PROVIDED DATA:
=-=-=-=-=

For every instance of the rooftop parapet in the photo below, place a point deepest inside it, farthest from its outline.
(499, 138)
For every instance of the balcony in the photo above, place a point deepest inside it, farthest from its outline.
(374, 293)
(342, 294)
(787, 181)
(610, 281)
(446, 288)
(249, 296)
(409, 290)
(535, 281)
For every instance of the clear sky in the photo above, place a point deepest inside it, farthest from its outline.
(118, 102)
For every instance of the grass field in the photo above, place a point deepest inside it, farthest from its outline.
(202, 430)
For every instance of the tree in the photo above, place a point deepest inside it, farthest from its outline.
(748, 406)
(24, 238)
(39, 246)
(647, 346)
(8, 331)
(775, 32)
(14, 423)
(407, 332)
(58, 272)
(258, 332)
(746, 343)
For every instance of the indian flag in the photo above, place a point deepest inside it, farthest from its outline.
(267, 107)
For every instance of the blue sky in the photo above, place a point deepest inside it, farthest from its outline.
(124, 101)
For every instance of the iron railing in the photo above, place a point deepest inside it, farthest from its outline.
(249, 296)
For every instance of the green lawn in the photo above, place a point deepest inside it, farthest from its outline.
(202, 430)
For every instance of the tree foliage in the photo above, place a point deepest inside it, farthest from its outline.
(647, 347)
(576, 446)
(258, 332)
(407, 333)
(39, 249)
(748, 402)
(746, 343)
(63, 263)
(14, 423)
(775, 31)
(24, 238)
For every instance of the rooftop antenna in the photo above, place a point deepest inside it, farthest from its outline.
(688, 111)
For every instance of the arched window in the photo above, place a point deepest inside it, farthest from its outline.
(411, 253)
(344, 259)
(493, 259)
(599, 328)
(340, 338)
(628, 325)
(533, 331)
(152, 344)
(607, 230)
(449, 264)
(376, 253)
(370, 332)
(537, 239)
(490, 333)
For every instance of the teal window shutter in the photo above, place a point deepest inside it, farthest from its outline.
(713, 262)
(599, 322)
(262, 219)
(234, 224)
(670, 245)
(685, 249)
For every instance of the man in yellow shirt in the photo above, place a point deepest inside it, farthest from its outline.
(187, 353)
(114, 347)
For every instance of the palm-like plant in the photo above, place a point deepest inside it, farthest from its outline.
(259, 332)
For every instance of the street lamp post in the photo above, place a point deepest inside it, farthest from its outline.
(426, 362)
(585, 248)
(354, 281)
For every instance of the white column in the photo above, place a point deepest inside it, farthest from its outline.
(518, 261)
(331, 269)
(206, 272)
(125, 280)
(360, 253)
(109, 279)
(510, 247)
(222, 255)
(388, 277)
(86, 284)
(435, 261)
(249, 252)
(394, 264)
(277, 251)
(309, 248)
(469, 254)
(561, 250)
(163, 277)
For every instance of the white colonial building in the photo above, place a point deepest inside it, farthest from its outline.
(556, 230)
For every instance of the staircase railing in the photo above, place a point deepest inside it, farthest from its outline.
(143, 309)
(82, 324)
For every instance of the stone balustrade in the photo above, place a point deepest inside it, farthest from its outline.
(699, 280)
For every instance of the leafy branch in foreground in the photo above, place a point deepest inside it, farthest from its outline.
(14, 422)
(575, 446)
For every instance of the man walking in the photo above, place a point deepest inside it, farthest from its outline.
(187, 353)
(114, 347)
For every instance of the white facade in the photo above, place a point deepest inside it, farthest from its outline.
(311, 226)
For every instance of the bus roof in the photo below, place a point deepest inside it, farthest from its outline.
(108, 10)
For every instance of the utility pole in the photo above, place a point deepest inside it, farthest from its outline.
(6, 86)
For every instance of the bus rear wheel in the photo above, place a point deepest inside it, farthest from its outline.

=-=-=-=-=

TASK DIRECTIONS: Write a verbatim copy of the listing above.

ANSWER SECTION:
For every instance of the rooftop parapet in the photo below, place a point deepest inside it, farthest from its outline.
(499, 138)
For every instance of the balcony in the photo above, place a point deepest inside it, farthest from its outline.
(374, 293)
(342, 294)
(787, 181)
(610, 281)
(446, 288)
(249, 296)
(409, 290)
(535, 281)
For every instance of the clear sky in the photo above, place a point deepest inside it, farthest from its outline.
(118, 102)
For every instance of the grass field in the photo above, place a point deepest inside it, farthest from its outline.
(202, 430)
For every instance of the tree in the photo above, place a point deepest inside it, farthest from its outline.
(748, 406)
(24, 238)
(39, 246)
(647, 346)
(8, 331)
(775, 32)
(14, 423)
(407, 332)
(58, 272)
(258, 332)
(746, 343)
For every instance of the indian flag in the photo above, place a point deepest inside it, farthest from its outline.
(267, 107)
For every instance of the blue sky in the photo above, place a point deepest inside it, farthest from its outline.
(124, 101)
For every instance of the iron railing in the photo above, place a point deepest inside it, farthest from its outline.
(249, 296)
For every instance of the green lawn in the photo above, place a point deepest inside it, farthest from its outline.
(202, 430)
For every instance of the tree foliage in the photo above, place a point deepest inside it, farthest from its outline.
(647, 347)
(576, 446)
(258, 332)
(407, 333)
(39, 249)
(748, 402)
(746, 343)
(63, 263)
(14, 423)
(775, 31)
(24, 238)
For every instance of the rooftop antenna in the photo above, place a point deepest inside it, farthest from its outline.
(688, 111)
For every instance of the arched window in the photo above, place a point deepest inside it, farthest from its outline.
(411, 253)
(344, 259)
(493, 259)
(599, 328)
(340, 338)
(628, 325)
(533, 331)
(152, 344)
(607, 230)
(449, 264)
(376, 253)
(370, 332)
(537, 239)
(490, 333)
For every instance of the teal window shutter in the photo above, place a point deepest inside it, farthest from its outline.
(713, 262)
(599, 322)
(262, 219)
(234, 224)
(670, 245)
(685, 249)
For every instance of the man in yellow shirt in the photo above, place a point deepest inside it, farthest from its outline.
(187, 353)
(114, 347)
For every instance of the palm-like plant in the photo above, place a point deepest inside it, farthest from its outline.
(259, 332)
For every instance of the street lamp post in the photo above, place a point deepest inside it, farthest from its outline.
(426, 362)
(585, 248)
(354, 281)
For every instance of the white column in the photo above, place a point deepest inside it, farthest from its outline.
(518, 261)
(331, 269)
(206, 272)
(125, 280)
(360, 253)
(109, 279)
(510, 247)
(222, 255)
(388, 277)
(86, 284)
(435, 261)
(249, 252)
(394, 264)
(277, 251)
(309, 248)
(469, 254)
(561, 250)
(163, 277)
For every instance of the white colonial building in the photo above, place a point deepest inside it, farthest from its outline.
(556, 230)
For every instance of the staircase railing in the photo above, place a point deepest inside it, farthest from its outline.
(143, 309)
(82, 324)
For every instance of the stone balustrade in the photo above, place a point deepest inside it, farthest from its outline.
(699, 280)
For every instance of the leafy branch in foreground in the photo above, place a point deepest inside it, farthest from its outline.
(14, 422)
(575, 446)
For every instance of the man walking in the photo above, place a point deepest inside it, farthest from its outline.
(187, 353)
(114, 347)
For every instance of the white facade in the photo above, place a point deepest inside it, farthest from its outline.
(311, 226)
For every instance of the bus roof in the photo below, place a point deepest inside it, farthest from its outline.
(108, 10)
For every instance of the utility pole in the photo above, place a point deepest inside it, farthest from its outline.
(6, 86)
For every instance of the bus rear wheel in the photo above, place a point deepest inside it, farthest from its outline.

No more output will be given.